▶ [Document passage]
>>>

He entered Taiwan University as a pre-med student, graduated
in 1969 from its medical college, and left his homeland
for Berkeley to pursue a PhD in neurophysiology. “Berkeley
was one of the best places to be for me,” he recalls. “I
was interested in studying the visual cortex, and I was
fortunate to have as my professor and advisor Horace
Barlow, Darwin’s great-grandson.”
When Dr. Barlow decided to return to Cambridge, Dr. Wang
faced a crossroads: he could follow Barlow to England,
as his mentor suggested, or he could move on to another
university. A friend at Genesee Hospital recommended
Rochester; the trip East was made, and the young physician
interned here in Internal Medicine and Pediatrics.
“
I intended to become an adult neurologist,” Dr.
Wang recalls, “but after my three months of residency
at Strong Memorial with Dr. Horner [the Division’s
first chief], he and Dr. Joynt convinced me to switch
my emphasis to pediatric neurology.”
In 1977, newly graduated from his residency, Dr. Wang
was assigned to Rochester General Hospital as an associate
attending. At that time, RGH was a major teaching hospital
for the University of Rochester School of Medicine and
Dentistry. The once-a-week half-day clinic soon expanded
into four half-days. This continued until four years
ago, when the clinic at RGH was closed.

<<<

▶ [Task description] Reproduce the passage above on Dr. Wang's medical training and career, word for word and in full.

▶ [Dataset extract]
>>>

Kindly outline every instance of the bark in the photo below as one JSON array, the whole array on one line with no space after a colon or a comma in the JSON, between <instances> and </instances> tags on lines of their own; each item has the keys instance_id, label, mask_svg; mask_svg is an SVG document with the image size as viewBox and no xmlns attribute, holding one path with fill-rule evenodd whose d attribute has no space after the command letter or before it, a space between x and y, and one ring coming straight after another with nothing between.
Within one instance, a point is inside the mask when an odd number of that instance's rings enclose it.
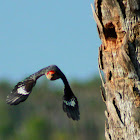
<instances>
[{"instance_id":1,"label":"bark","mask_svg":"<svg viewBox=\"0 0 140 140\"><path fill-rule=\"evenodd\" d=\"M98 62L107 107L105 137L140 140L140 0L95 0L94 4L102 41Z\"/></svg>"}]
</instances>

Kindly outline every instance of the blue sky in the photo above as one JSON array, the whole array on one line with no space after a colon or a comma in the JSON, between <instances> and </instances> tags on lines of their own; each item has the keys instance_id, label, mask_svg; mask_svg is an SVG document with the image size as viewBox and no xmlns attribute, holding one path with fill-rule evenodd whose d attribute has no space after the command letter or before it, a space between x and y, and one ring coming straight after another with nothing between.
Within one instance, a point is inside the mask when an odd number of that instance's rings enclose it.
<instances>
[{"instance_id":1,"label":"blue sky","mask_svg":"<svg viewBox=\"0 0 140 140\"><path fill-rule=\"evenodd\" d=\"M0 0L0 78L19 81L56 64L68 79L98 74L93 0Z\"/></svg>"}]
</instances>

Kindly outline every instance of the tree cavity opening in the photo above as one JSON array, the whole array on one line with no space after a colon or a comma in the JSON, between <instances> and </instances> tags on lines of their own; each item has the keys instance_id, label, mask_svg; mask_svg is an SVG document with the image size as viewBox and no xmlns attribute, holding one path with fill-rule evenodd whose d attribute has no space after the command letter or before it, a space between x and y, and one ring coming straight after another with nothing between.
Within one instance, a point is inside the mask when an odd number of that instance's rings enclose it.
<instances>
[{"instance_id":1,"label":"tree cavity opening","mask_svg":"<svg viewBox=\"0 0 140 140\"><path fill-rule=\"evenodd\" d=\"M106 39L117 39L115 26L112 24L112 22L105 25L104 33Z\"/></svg>"}]
</instances>

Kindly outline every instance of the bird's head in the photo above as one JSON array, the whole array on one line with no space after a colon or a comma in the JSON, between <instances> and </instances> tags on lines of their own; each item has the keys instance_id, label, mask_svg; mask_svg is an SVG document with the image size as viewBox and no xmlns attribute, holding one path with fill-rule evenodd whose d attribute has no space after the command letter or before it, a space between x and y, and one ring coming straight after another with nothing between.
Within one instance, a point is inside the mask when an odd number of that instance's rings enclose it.
<instances>
[{"instance_id":1,"label":"bird's head","mask_svg":"<svg viewBox=\"0 0 140 140\"><path fill-rule=\"evenodd\" d=\"M45 73L45 75L46 75L47 79L49 79L49 80L57 80L60 78L60 75L54 70L51 70L51 71Z\"/></svg>"},{"instance_id":2,"label":"bird's head","mask_svg":"<svg viewBox=\"0 0 140 140\"><path fill-rule=\"evenodd\" d=\"M57 80L61 78L62 72L56 65L51 65L48 67L47 71L45 72L45 75L49 80Z\"/></svg>"}]
</instances>

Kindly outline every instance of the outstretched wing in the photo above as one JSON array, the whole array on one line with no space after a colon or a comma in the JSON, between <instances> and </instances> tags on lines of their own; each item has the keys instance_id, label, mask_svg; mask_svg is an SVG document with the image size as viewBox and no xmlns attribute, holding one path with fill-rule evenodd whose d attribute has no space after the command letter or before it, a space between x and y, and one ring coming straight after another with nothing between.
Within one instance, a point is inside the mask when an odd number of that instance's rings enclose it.
<instances>
[{"instance_id":1,"label":"outstretched wing","mask_svg":"<svg viewBox=\"0 0 140 140\"><path fill-rule=\"evenodd\" d=\"M63 110L67 113L67 116L69 118L78 121L80 119L80 112L77 98L74 96L71 89L65 89L64 93L65 94L63 96Z\"/></svg>"},{"instance_id":2,"label":"outstretched wing","mask_svg":"<svg viewBox=\"0 0 140 140\"><path fill-rule=\"evenodd\" d=\"M32 88L35 84L36 81L30 78L26 78L24 81L19 82L7 96L7 104L17 105L20 102L24 102L32 92Z\"/></svg>"}]
</instances>

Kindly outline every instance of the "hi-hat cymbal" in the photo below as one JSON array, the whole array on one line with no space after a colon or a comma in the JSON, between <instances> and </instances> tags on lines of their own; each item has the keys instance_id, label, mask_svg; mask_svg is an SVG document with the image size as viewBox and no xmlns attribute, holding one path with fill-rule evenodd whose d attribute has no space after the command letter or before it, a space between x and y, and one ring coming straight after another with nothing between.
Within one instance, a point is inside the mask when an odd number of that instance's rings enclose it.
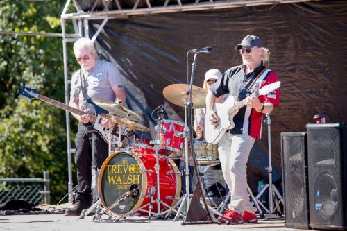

<<<

▶ [Answer to the exercise]
He entered Taiwan University as a pre-med student, graduated
in 1969 from its medical college, and left his homeland
for Berkeley to pursue a PhD in neurophysiology. “Berkeley
was one of the best places to be for me,” he recalls. “I
was interested in studying the visual cortex, and I was
fortunate to have as my professor and advisor Horace
Barlow, Darwin’s great-grandson.”
When Dr. Barlow decided to return to Cambridge, Dr. Wang
faced a crossroads: he could follow Barlow to England,
as his mentor suggested, or he could move on to another
university. A friend at Genesee Hospital recommended
Rochester; the trip East was made, and the young physician
interned here in Internal Medicine and Pediatrics.
“
I intended to become an adult neurologist,” Dr.
Wang recalls, “but after my three months of residency
at Strong Memorial with Dr. Horner [the Division’s
first chief], he and Dr. Joynt convinced me to switch
my emphasis to pediatric neurology.”
In 1977, newly graduated from his residency, Dr. Wang
was assigned to Rochester General Hospital as an associate
attending. At that time, RGH was a major teaching hospital
for the University of Rochester School of Medicine and
Dentistry. The once-a-week half-day clinic soon expanded
into four half-days. This continued until four years
ago, when the clinic at RGH was closed.